● Artikel:
────────

ChallengesWie wir es schaffen, Neues durchzuziehen
Joseph Bolz macht immer wieder Selbstexperimente, um sich zu motivieren, etwas in seinem Leben zu verändern. Michael Tomhoff ist Psychologe und hat Tipps, wie es uns gelingen kann, bestimmte Vorhaben auch mal längerfristig durchzuziehen.
Strecken nur noch zu Fuß gehen, 60 Tage lang kalt duschen oder 100 Tage lang keinen Zucker essen – diese und andere Selbstexperimente hat Joseph Bolz bereits durchgezogen. Er liebt besondere Herausforderungen und denkt sich ständig neue aus. Nicht alle Challenges machen ihm Spaß, manche bringen ihm sehr viel. Der Zuckerverzicht zum Beispiel, an den er sich bis heute hält: "Ich bin viel wacher, viel konzentrierter und fühle mich in meinem Körper besser", sagt er.
In einem anderen Experiment habe er einen Monat lang gegen heftig seinen Biorhythmus ausgelebt, um am Ende herauszufinden, wie genau seine innere Uhr eigentlich tickt. Eine krasse und lebensverändernde Aktion, sagt er, seitdem habe er viel weniger Probleme beim Einschlafen.
100-Stunden-Woche und Hautausschlag
Oft geht Joseph bei seinen Challenges an seine Grenzen – und manchmal auch darüber hinaus. Richtig krass sei der Versuch gewesen, einen Monat lang 100 Stunden in der Woche zu arbeiten, um zu erfahren, was das mit ihm mache. "Ich habe die körperlichen Auswirkungen bis heute und eine Art Hautkrankheit in der Handinnenfläche entwickelt, die bei Stress jetzt immer wieder zurückkommt", sagt er.
"100 Stunden arbeiten pro Woche, um zu zeigen, was es mit einem macht. Mir war aber nicht klar, wie extrem es ist. Ich habe die körperlichen Auswirkungen bis heute und Art Hautkrankheit in der Handinnenfläche entwickelt."
Seine Motivation sei vor allem Neugierde und die Suche nach Möglichkeiten, in seinem Leben etwas positiv zu verändern. Bis Veränderungen am Körper oder bei Gewohnheiten spürbar werden, brauche es aber Zeit. "Man muss Dinge eigentlich mindestens so 30 Tage ausprobieren, damit sich wirklich was tut", sagt er.
Seine Challenges teilt Joseph auch im Netz. Dass es dort ein Publikum gebe, das sich dafür interessiert, motiviert ihn, sagt Joseph. Genauso auch der Zuspruch und das Nachhaken von Freundinnen und Freunden. Ein gutes soziales Umfeld helfe aber auch dabei, dass er es mit einer Sache nicht übertreibt.

────────

● Gezeigte Einträge:
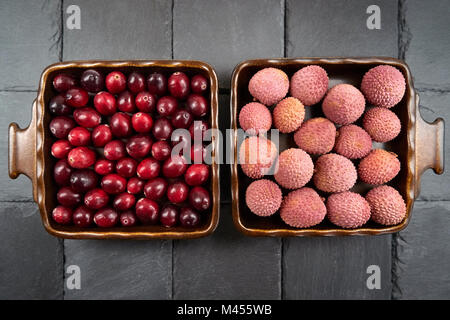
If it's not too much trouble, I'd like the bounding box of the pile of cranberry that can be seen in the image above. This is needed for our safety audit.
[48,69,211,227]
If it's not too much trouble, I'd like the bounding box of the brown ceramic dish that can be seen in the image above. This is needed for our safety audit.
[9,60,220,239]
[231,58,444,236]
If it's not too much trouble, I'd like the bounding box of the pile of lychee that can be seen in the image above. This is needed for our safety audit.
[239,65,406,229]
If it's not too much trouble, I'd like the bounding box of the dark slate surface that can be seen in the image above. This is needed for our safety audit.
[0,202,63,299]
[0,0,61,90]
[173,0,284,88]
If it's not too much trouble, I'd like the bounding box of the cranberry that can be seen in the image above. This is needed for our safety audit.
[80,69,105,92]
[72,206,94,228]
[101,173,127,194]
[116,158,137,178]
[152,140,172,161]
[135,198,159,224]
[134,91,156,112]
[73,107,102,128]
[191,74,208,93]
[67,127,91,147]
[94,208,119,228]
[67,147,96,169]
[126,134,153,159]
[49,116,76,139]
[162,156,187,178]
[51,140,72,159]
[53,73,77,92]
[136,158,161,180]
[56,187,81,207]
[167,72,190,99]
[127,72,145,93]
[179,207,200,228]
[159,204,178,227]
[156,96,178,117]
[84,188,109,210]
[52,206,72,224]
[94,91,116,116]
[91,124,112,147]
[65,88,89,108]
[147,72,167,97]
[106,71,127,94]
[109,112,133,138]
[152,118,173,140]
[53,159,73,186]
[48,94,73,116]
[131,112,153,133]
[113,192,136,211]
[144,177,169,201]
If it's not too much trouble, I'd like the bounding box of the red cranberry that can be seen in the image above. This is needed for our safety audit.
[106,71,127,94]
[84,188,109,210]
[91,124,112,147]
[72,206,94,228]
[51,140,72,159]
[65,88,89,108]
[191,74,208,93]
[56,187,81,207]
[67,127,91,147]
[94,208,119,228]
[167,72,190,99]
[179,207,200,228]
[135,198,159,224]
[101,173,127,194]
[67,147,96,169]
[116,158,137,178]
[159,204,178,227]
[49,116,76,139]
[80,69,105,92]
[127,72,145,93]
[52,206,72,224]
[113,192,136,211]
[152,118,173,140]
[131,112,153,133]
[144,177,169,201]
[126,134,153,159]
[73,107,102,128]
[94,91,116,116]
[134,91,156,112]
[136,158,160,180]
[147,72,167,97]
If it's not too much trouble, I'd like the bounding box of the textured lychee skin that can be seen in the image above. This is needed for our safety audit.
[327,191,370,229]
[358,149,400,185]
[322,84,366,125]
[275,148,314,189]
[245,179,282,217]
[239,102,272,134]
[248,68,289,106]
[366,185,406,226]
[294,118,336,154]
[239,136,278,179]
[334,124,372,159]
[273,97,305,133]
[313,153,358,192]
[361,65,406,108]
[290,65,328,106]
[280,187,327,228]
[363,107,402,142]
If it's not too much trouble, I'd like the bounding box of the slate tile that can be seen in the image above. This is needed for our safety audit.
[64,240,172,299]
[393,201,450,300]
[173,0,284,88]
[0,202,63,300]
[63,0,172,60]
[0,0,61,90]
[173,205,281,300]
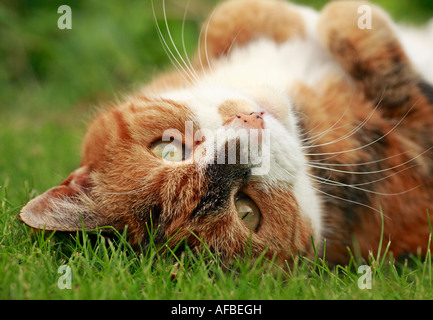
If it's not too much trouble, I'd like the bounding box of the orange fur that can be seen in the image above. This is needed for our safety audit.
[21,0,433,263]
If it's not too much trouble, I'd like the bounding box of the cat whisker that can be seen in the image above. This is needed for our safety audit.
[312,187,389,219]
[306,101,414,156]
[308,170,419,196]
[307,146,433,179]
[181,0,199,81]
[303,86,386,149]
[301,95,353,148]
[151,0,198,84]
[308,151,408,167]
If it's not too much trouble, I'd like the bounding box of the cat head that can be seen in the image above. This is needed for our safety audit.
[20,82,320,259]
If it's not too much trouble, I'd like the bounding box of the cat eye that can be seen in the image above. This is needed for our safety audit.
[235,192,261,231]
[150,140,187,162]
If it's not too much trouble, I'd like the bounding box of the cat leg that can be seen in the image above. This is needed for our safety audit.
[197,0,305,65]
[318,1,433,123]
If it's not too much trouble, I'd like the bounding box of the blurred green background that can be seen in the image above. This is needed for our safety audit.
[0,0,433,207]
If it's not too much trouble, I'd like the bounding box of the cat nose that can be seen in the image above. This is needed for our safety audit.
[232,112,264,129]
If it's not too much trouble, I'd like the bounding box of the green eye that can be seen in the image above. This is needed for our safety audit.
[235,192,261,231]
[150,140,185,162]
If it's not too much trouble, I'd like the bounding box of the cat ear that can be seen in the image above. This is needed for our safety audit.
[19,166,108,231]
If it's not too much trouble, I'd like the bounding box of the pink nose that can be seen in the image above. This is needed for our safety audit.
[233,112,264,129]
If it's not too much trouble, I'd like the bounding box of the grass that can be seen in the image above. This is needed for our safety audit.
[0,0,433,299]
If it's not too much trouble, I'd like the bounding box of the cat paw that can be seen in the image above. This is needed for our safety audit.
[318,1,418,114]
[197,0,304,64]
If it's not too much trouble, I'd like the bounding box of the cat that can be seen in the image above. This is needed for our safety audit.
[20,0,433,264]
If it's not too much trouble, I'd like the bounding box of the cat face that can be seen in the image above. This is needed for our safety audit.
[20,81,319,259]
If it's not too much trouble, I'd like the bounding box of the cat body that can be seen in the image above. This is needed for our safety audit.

────────

● Aufgabendetails:
Prüfe, ob die folgenden Aussagen zum Artikel über Selbstexperimente stimmen, und antworte jeweils mit Ja oder Nein samt den entscheidenden Worten aus dem Artikel in wörtlichem Zitat.
1. Joseph Bolz hat schon einmal 60 Tage lang kalt geduscht.
2. Laut Joseph reichen etwa zehn Tage, damit sich durch eine Challenge etwas verändert.
3. Joseph isst inzwischen wieder Zucker.

● Ergebnis:
1. Ja: „60 Tage lang kalt duschen oder 100 Tage lang keinen Zucker essen – diese und andere Selbstexperimente hat Joseph Bolz bereits durchgezogen.“
2. Nein: „Man muss Dinge eigentlich mindestens so 30 Tage ausprobieren, damit sich wirklich was tut“
3. Nein: „Der Zuckerverzicht zum Beispiel, an den er sich bis heute hält“